(What this task involves) Retype the listing from its beginning through the line containing "x=572, y=1102", both ends included. Leave the pictures out of your answer.

(Task inputs)
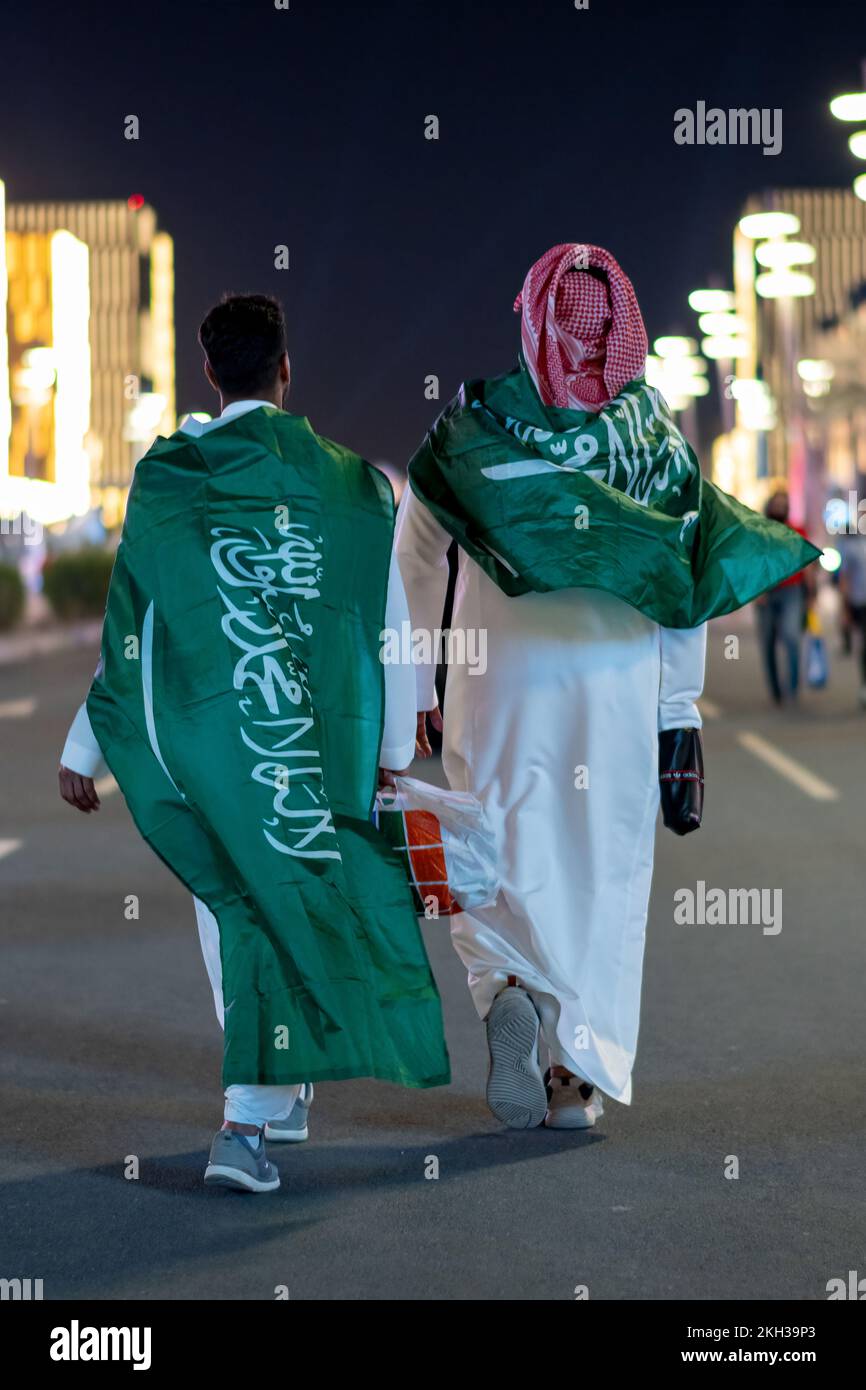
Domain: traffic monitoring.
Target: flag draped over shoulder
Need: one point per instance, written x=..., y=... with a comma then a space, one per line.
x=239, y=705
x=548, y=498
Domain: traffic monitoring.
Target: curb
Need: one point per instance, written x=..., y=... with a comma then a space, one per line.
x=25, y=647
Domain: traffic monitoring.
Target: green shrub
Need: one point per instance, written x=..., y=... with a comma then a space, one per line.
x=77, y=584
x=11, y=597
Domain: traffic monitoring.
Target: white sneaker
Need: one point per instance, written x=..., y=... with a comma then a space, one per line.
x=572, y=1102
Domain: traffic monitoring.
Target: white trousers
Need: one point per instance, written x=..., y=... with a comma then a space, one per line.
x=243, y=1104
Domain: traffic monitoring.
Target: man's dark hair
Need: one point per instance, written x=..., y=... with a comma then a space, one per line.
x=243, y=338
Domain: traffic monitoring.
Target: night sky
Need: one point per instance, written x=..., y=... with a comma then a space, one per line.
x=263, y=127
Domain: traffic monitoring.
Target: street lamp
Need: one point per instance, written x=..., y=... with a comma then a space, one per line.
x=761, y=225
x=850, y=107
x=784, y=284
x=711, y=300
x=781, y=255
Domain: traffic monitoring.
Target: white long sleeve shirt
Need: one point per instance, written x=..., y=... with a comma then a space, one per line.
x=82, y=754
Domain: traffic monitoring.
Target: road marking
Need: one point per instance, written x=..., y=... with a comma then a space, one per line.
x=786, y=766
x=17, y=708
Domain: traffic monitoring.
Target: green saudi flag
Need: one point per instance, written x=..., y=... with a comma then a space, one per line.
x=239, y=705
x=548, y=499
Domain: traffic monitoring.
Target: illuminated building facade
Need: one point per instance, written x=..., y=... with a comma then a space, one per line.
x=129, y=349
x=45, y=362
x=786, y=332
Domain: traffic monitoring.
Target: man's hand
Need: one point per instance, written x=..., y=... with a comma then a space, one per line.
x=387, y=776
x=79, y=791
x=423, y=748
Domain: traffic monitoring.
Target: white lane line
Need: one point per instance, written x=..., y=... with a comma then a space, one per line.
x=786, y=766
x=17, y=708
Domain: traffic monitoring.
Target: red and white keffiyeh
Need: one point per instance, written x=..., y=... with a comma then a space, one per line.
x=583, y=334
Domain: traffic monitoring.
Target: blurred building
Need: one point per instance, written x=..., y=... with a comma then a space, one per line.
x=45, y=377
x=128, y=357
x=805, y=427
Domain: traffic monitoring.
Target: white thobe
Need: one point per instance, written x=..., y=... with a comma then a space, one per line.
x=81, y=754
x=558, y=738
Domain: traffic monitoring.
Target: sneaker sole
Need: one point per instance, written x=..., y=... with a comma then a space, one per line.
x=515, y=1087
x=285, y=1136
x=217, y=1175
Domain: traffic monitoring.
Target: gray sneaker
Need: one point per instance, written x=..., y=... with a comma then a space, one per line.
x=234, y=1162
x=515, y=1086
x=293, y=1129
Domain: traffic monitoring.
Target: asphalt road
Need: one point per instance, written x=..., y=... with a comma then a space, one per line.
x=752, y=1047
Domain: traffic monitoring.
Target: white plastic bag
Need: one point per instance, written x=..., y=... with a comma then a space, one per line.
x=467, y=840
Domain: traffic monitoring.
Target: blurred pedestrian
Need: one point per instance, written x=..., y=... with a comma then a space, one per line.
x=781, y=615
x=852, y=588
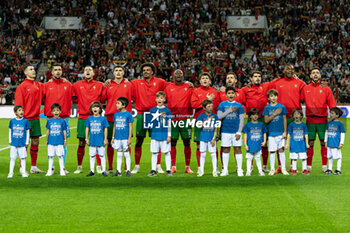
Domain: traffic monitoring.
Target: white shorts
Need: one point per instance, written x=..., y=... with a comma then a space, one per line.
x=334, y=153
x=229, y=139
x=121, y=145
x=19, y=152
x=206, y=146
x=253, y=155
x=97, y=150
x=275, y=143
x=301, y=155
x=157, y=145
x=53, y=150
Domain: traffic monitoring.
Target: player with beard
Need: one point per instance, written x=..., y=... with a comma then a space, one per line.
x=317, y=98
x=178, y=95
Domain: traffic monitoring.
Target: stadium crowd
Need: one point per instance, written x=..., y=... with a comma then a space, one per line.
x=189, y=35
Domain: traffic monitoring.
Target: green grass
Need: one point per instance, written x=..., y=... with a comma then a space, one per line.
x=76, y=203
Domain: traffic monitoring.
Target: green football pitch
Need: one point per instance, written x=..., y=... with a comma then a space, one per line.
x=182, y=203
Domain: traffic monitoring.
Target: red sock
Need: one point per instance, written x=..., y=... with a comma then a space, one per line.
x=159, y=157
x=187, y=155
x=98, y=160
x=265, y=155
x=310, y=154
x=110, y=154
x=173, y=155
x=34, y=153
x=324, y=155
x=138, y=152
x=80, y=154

(Problem solution)
Domain: traffic monitoring.
Target: flag draped over shoulder
Need: one point per instance, written x=..., y=... with a comma then a space, one per line.
x=239, y=705
x=548, y=498
Domain: traffic monitoring.
Target: curb
Need: one point per instance, written x=..., y=... with a comma then a space, one per line.
x=25, y=647
Domain: traffic monitoring.
Target: green shrub
Need: one point per instance, written x=..., y=... with a comma then a space, one per line.
x=77, y=584
x=11, y=597
Domain: traffic monitoring.
Target: white sneaker
Need: one point per instance, written x=..., y=... with a comma then a space, one per line.
x=572, y=1102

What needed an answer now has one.